Rewrite the entire listing below as a numbered list, one line per item, and leave out any blank lines.

■ INFORMATION PROVIDED:
* START *
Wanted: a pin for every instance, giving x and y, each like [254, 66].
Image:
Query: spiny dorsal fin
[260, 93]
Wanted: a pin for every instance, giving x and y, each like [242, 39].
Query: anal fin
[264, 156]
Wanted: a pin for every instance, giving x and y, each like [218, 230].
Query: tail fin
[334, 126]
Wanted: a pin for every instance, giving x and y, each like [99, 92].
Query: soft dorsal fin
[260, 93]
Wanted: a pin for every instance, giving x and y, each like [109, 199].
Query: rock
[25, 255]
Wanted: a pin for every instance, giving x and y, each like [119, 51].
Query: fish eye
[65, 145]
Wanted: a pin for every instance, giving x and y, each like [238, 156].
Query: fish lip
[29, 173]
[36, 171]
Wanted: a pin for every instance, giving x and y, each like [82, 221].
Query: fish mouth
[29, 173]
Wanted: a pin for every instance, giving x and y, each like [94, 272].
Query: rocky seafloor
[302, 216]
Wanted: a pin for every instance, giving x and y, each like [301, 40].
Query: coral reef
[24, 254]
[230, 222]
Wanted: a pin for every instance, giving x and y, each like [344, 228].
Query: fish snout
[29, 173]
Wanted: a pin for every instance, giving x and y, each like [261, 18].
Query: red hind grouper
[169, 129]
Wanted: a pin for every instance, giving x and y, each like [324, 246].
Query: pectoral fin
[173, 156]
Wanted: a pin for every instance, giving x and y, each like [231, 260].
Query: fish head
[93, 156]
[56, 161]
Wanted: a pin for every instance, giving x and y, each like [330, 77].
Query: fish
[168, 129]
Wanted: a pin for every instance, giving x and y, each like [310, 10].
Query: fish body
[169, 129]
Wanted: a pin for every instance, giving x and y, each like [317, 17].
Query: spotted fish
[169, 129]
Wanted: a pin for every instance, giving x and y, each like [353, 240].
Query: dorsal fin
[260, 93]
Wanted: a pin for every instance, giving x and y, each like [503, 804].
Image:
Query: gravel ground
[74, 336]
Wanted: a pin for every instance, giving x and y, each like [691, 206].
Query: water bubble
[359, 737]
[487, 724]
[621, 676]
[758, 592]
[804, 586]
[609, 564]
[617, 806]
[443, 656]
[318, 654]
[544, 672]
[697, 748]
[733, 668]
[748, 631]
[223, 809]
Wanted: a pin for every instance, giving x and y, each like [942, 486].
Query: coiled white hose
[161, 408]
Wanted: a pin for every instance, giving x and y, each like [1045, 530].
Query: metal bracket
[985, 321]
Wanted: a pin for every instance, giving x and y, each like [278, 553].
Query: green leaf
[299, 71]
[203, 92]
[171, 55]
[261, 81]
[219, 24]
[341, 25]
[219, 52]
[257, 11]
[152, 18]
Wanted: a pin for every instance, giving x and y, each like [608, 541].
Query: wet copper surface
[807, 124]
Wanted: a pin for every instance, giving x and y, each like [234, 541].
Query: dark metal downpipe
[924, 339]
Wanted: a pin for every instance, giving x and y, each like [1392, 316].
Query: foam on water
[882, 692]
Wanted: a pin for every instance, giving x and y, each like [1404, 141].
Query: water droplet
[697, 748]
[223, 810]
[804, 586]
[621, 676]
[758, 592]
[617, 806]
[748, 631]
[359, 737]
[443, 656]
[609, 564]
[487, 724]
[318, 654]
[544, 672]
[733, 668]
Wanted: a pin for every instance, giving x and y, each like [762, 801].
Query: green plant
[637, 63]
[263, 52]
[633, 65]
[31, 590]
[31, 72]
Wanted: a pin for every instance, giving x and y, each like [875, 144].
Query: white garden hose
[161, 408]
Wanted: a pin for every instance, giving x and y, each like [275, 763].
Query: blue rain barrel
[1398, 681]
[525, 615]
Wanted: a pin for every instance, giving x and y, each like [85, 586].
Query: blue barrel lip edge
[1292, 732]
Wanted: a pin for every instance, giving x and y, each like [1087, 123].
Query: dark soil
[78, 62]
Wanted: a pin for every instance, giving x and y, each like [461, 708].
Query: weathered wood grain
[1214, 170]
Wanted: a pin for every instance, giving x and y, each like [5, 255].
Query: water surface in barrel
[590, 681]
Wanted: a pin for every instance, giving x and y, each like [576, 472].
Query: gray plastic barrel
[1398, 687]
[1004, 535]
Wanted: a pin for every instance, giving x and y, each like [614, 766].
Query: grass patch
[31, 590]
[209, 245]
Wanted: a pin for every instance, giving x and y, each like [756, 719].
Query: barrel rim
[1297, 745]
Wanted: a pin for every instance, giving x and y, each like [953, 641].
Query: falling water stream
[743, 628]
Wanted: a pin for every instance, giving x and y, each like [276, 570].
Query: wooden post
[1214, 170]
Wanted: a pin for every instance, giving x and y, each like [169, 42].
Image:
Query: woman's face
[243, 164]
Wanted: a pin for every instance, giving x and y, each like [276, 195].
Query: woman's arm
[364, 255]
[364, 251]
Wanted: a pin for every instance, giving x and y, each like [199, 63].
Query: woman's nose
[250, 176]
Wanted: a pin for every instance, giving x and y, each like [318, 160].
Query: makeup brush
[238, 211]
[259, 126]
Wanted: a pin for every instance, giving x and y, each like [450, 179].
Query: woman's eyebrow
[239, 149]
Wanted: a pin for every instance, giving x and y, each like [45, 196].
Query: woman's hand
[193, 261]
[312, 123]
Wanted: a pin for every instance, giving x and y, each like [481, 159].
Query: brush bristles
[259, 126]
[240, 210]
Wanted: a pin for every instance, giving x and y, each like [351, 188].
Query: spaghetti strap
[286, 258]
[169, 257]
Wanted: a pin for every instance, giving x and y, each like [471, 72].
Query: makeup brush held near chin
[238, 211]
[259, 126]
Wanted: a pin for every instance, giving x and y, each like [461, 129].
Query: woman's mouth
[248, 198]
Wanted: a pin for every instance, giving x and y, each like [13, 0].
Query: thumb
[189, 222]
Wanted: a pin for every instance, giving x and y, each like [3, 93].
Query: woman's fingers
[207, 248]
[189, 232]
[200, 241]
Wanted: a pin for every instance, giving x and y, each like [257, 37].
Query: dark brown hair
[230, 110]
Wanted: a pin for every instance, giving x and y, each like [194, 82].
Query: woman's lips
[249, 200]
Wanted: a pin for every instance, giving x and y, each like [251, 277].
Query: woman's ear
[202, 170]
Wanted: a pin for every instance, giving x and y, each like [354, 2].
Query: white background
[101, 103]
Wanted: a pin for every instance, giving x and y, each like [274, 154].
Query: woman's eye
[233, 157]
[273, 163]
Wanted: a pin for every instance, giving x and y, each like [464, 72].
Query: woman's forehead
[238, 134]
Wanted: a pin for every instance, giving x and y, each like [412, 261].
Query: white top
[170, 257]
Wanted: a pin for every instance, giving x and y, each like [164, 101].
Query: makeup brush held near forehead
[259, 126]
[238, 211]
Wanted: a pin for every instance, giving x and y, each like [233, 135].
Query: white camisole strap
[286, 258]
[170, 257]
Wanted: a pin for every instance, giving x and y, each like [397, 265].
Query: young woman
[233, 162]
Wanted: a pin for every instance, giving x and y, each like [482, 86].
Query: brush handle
* END *
■ EXERCISE RESPONSE:
1. Wanted: a pin for every instance, giving x and y, each like [254, 66].
2. Image:
3. Query: spiny dorsal fin
4. [260, 93]
5. Wanted: a pin for every instance, giving x and y, each like [242, 39].
6. Query: anal fin
7. [264, 156]
8. Wanted: a pin for every instance, giving x and y, each like [218, 230].
9. Query: tail fin
10. [334, 126]
11. Wanted: a pin for every instance, giving x and y, each like [99, 92].
12. Query: soft dorsal fin
13. [260, 93]
14. Wanted: a pin for every instance, giving x and y, each like [109, 199].
15. Query: rock
16. [25, 255]
17. Wanted: a pin for every instance, giving x and y, each like [119, 51].
18. Query: fish eye
19. [65, 145]
20. Wanted: a pin for every instance, giving x and y, each like [238, 156].
21. Query: fish lip
22. [29, 173]
23. [36, 171]
24. Wanted: a pin for every instance, giving x and y, each like [82, 221].
25. Query: fish mouth
26. [29, 173]
27. Wanted: a pin for every instance, giving x and y, each like [94, 272].
28. Query: rocky seafloor
29. [302, 216]
30. Wanted: a pin for every instance, giving x and y, each like [301, 40].
31. Query: coral reef
32. [24, 254]
33. [230, 222]
34. Wanted: a pin for every instance, giving x and y, each like [344, 228].
35. Query: fish snout
36. [29, 173]
37. Wanted: a pin for every instance, giving x and y, each like [261, 18].
38. Query: red hind grouper
39. [169, 129]
40. Wanted: a pin for every instance, giving x and y, each like [324, 246].
41. Query: pectoral fin
42. [173, 156]
43. Wanted: a pin for every instance, giving x and y, each like [231, 260].
44. Query: fish head
45. [93, 156]
46. [56, 161]
47. Wanted: a pin for every instance, giving x and y, each like [330, 77].
48. Query: fish
49. [168, 129]
50. Wanted: a pin for every instance, giving x and y, each like [310, 10].
51. Query: fish body
52. [169, 129]
53. Wanted: a pin for every instance, giving x and y, each like [317, 17].
54. Query: spotted fish
55. [169, 129]
56. Wanted: a pin for every instance, giving x and y, each like [353, 240].
57. Query: dorsal fin
58. [260, 93]
59. Wanted: a pin for every instance, giving x and y, each like [503, 804].
60. Image:
61. Query: gravel ground
62. [74, 336]
63. Wanted: a pin for every instance, giving x and y, each like [691, 206].
64. Query: water bubble
65. [359, 737]
66. [487, 724]
67. [621, 676]
68. [758, 592]
69. [804, 586]
70. [609, 564]
71. [617, 806]
72. [443, 656]
73. [318, 654]
74. [544, 672]
75. [697, 748]
76. [733, 668]
77. [748, 631]
78. [223, 809]
79. Wanted: a pin for every instance, giving x and y, each like [942, 486].
80. Query: coiled white hose
81. [161, 408]
82. Wanted: a pin for every instance, giving x and y, each like [1045, 530].
83. Query: metal bracket
84. [985, 321]
85. Wanted: a pin for every instance, giving x and y, each like [278, 553].
86. Query: green leaf
87. [299, 71]
88. [203, 92]
89. [171, 55]
90. [261, 81]
91. [219, 24]
92. [341, 25]
93. [219, 52]
94. [257, 11]
95. [152, 18]
96. Wanted: a pin for every instance, giving x and y, each like [608, 541].
97. Query: wet copper surface
98. [807, 124]
99. Wanted: a pin for every instance, giving x and y, each like [234, 541].
100. Query: dark metal downpipe
101. [924, 339]
102. Wanted: a pin for every instance, giving x and y, each like [1392, 316].
103. Query: foam on water
104. [882, 692]
105. Wanted: a pin for every instance, giving x and y, each like [1404, 141].
106. Query: water droplet
107. [697, 748]
108. [223, 810]
109. [804, 586]
110. [621, 676]
111. [758, 592]
112. [617, 806]
113. [748, 631]
114. [359, 737]
115. [443, 656]
116. [609, 564]
117. [487, 724]
118. [318, 654]
119. [544, 672]
120. [733, 668]
121. Wanted: a pin for every instance, giving x and y, each like [762, 801].
122. Query: green plant
123. [637, 63]
124. [263, 52]
125. [633, 65]
126. [31, 590]
127. [31, 72]
128. Wanted: a pin for every instance, giving x and y, each like [875, 144].
129. Query: white garden hose
130. [161, 408]
131. Wanted: a pin for every instance, giving x and y, each like [275, 763].
132. Query: blue rain barrel
133. [1398, 681]
134. [525, 615]
135. Wanted: a pin for every instance, giving x and y, each like [85, 586].
136. Query: blue barrel lip edge
137. [1292, 732]
138. Wanted: a pin for every instance, giving x and y, each like [1087, 123].
139. Query: dark soil
140. [78, 62]
141. Wanted: a pin for every instance, giving x and y, each like [461, 708].
142. Query: weathered wood grain
143. [1214, 170]
144. Wanted: a pin for every instance, giving x and y, each like [5, 255].
145. Query: water surface in barrel
146. [590, 681]
147. Wanted: a pin for every instance, giving x and y, each like [576, 472].
148. Query: gray plastic barrel
149. [1398, 687]
150. [1004, 535]
151. Wanted: a pin for every instance, giving x and y, each like [614, 766].
152. Query: grass patch
153. [31, 590]
154. [209, 245]
155. Wanted: a pin for every instance, giving x and y, each like [756, 719].
156. Query: barrel rim
157. [1297, 745]
158. Wanted: a pin for every instance, giving x and y, each like [953, 641].
159. Query: falling water stream
160. [743, 628]
161. Wanted: a pin for every instance, giving x and y, each like [276, 570].
162. Query: wooden post
163. [1214, 170]
164. Wanted: a pin for every instance, giving x and y, each like [169, 42].
165. Image:
166. Query: woman's face
167. [243, 164]
168. Wanted: a pin for every instance, giving x and y, each like [276, 195].
169. Query: woman's arm
170. [364, 255]
171. [364, 251]
172. Wanted: a pin for every instance, giving x and y, each like [199, 63].
173. Query: woman's nose
174. [250, 176]
175. Wanted: a pin for every instance, giving x and y, each like [318, 160].
176. Query: makeup brush
177. [238, 211]
178. [259, 126]
179. Wanted: a pin for every instance, giving x and y, each like [450, 179].
180. Query: woman's eyebrow
181. [239, 149]
182. Wanted: a pin for every instance, giving x and y, each like [45, 196].
183. Query: woman's hand
184. [193, 261]
185. [312, 123]
186. Wanted: a pin for every instance, giving x and y, each like [481, 159].
187. Query: brush bristles
188. [259, 126]
189. [240, 210]
190. Wanted: a pin for every instance, giving x and y, each like [351, 188].
191. Query: spaghetti strap
192. [286, 258]
193. [169, 257]
194. Wanted: a pin for every instance, giving x and y, each like [471, 72].
195. Query: makeup brush held near chin
196. [238, 211]
197. [259, 126]
198. Wanted: a pin for every instance, giving x and y, each like [461, 129].
199. Query: woman's mouth
200. [248, 198]
201. Wanted: a pin for every instance, giving x and y, each like [13, 0].
202. Query: thumb
203. [189, 222]
204. Wanted: a pin for every instance, giving x and y, each like [3, 93].
205. Query: woman's fingers
206. [207, 248]
207. [189, 232]
208. [200, 241]
209. Wanted: a pin for every instance, giving x and y, each like [257, 37].
210. Query: dark brown hair
211. [230, 110]
212. Wanted: a pin for every instance, giving x and y, each like [194, 82].
213. Query: woman's lips
214. [249, 200]
215. Wanted: a pin for every instance, giving x and y, each like [251, 277].
216. Query: woman's ear
217. [202, 170]
218. Wanted: a pin for every instance, giving x and y, each like [354, 2].
219. Query: white background
220. [101, 103]
221. Wanted: a pin for every instance, giving x and y, each like [274, 154].
222. Query: woman's eye
223. [233, 157]
224. [273, 163]
225. Wanted: a pin for every instance, giving x and y, each like [464, 72].
226. Query: woman's forehead
227. [238, 134]
228. Wanted: a pin for every instance, giving x and y, each like [412, 261].
229. Query: white top
230. [170, 257]
231. Wanted: a pin for every instance, giving x and y, each like [164, 101].
232. Query: makeup brush held near forehead
233. [259, 126]
234. [238, 211]
235. Wanted: a pin for every instance, giving x and y, each like [233, 135].
236. Query: white camisole strap
237. [286, 258]
238. [170, 257]
239. Wanted: a pin for every instance, giving x and y, each like [397, 265].
240. Query: young woman
241. [233, 162]
242. Wanted: a pin for every instance, giving x and y, each like [482, 86].
243. Query: brush handle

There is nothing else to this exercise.